| Document passage |

※ ※ ※

They began with Midnight Sun and then slipped right into Wide Eyed Wonder in its entirety, in order. Last time I saw them it was Derri, Steve and Tim Chandler on bass. This time Robin was back after nearly 3 decades to play bass, and Dan Michaels was along to play sax and other similar instruments. It was a faithful reproduction minus the sound loops they used on the record. WEW is “brighter” than Circle Slide, less melancholy. Dan seems to have a strange personality, and was messing with Robin at times. I missed a great shot of her poking him in the head during a song (I saw someone else got it). At one point Steve and Derri reminded us about the items to buy in the back (how they make their living) and took a couple of playful jabs at their friend Mike Roe and the 77’s.

Robin Had a Dream

They dedicated the song Wide Eyed Wonder to a girl in the audience whose 8th birthday was the next day- nice personal touch. And I’m transported to the time when my oldest 2 were wide eyed and wondering.

Before Bid Farewell, Steve talked some about the song and their situation at the time. Some of the lyrics came from a plane ride they had that was quite turbulent. One of those rides where you wonder if you’ll make it home. But in the studio they were working with Mark Heard which sounded like an experience they still treasure to this day. (This is part of why I love concerts, to hear this stuff too). But they weren’t sure if this would be the last hurrah for the band. Sales weren’t great and they weren’t sure if the record company would re-sign them. Or if anyone would. They weren’t sure if they were bidding farewell to their fans (thankfully not!).

After finishing WEW, they played a long version of Circle Slide that had Dan wandering into the crowd to play, eventually sitting next to the birthday girl. There was no security to protect Dan from this adoring but respectful crowd.

※ ※ ※

| Records for the exercise |
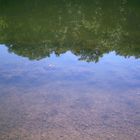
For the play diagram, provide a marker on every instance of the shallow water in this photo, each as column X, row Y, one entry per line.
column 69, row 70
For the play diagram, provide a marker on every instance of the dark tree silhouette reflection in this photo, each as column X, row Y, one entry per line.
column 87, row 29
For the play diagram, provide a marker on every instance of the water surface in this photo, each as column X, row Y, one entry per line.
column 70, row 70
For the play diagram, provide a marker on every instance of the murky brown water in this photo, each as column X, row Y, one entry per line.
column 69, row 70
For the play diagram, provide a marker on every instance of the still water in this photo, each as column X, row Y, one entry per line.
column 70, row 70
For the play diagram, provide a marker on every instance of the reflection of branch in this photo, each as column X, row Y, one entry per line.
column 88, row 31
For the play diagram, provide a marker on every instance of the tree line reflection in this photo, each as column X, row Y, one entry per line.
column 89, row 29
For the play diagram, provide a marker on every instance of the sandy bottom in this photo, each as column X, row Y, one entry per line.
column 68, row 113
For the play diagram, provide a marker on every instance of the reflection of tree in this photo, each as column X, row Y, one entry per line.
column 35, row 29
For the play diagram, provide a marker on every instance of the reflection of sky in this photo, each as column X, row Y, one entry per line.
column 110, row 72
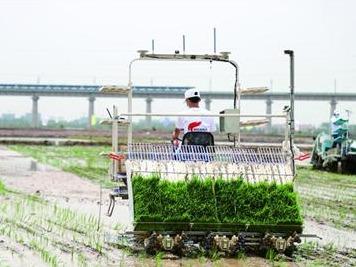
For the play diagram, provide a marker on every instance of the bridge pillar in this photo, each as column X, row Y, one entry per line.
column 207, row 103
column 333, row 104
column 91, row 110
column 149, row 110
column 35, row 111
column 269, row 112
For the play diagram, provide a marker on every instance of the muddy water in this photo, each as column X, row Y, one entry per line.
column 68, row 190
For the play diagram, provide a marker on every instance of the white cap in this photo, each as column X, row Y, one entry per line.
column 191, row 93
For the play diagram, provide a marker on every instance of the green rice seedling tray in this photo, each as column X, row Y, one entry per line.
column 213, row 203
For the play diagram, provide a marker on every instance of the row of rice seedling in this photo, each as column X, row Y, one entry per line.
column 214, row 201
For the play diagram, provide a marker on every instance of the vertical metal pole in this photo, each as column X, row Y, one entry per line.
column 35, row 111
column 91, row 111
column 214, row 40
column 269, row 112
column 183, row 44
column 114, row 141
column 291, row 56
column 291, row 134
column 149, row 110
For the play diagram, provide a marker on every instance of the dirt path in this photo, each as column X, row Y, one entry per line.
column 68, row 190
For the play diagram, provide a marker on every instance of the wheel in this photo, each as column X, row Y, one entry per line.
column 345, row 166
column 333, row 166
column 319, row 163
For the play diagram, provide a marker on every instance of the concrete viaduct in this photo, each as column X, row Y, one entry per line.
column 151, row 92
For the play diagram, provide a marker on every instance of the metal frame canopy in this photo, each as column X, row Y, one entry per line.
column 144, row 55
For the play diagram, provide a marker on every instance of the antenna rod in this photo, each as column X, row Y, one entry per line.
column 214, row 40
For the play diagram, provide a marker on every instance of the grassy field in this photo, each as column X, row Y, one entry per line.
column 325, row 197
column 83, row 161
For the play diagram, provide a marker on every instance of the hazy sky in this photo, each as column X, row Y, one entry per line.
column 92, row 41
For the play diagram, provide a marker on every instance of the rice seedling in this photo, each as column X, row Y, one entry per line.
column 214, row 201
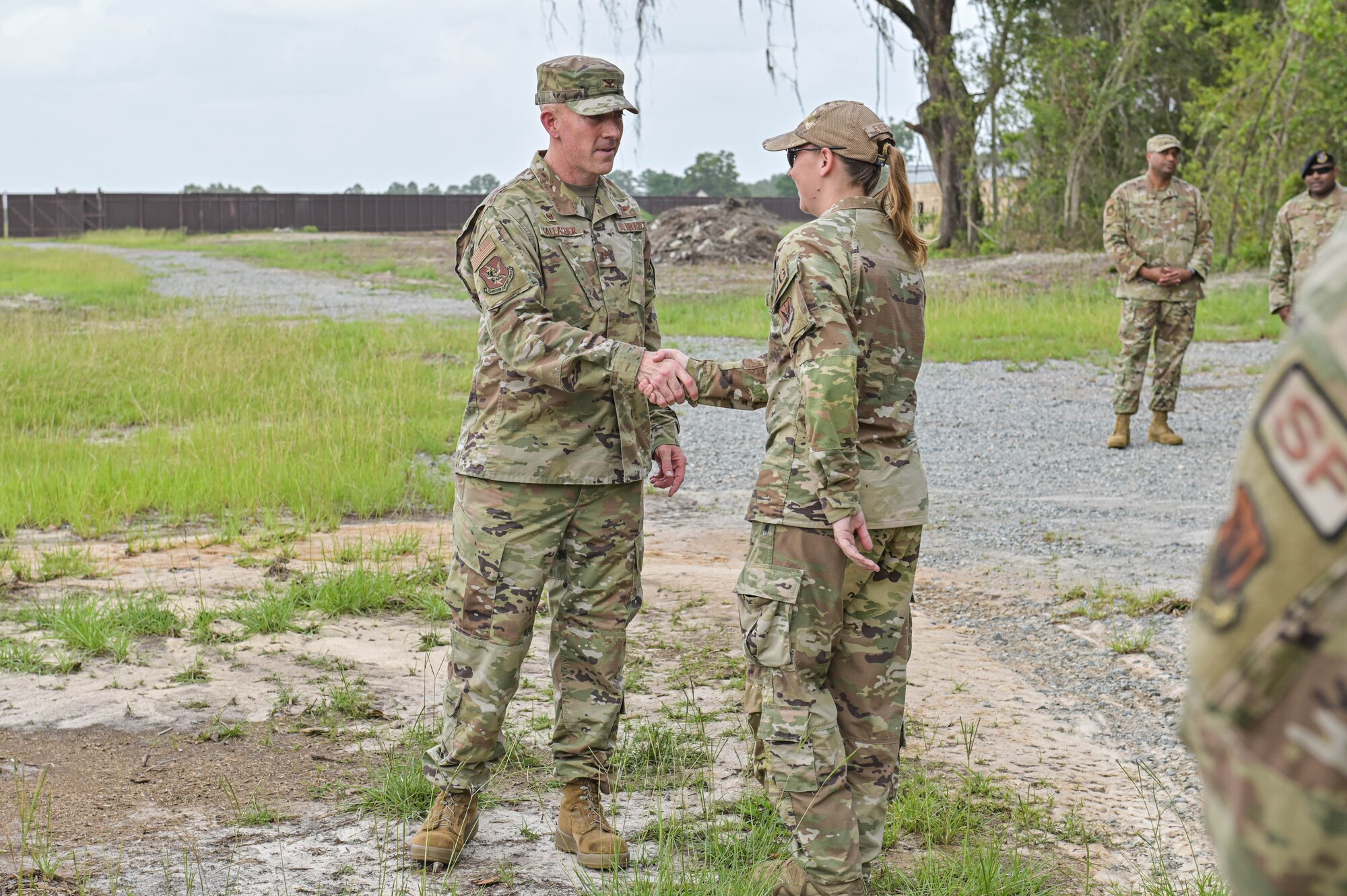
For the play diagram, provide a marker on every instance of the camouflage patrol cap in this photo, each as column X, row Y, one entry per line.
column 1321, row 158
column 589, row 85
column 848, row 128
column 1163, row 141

※ ※ ※

| Problems to solve |
1. Answer these questions from the concert review, marking each answer with its letter:
(a) Which song did the band begin with?
(b) To whom was the song Wide Eyed Wonder dedicated?
(c) Who were the band working with in the studio when they made Bid Farewell?
2. Return every row that contains the string "tree".
The rows have no connection to the concert review.

| Problem solutions |
1.
(a) Midnight Sun
(b) A girl in the audience whose 8th birthday was the next day
(c) Mark Heard

2.
For the play diagram, provide a marker on every instance of the dark tree silhouette reflection in this photo, each as column X, row Y, one entry per line.
For the play diagram, provide a marker on every instance of the tree line reflection in this photo, each as column X, row Y, one entry per line.
For the play diagram, provide a marker on every instance of the reflection of tree in this photo, each as column X, row Y, one entry per line.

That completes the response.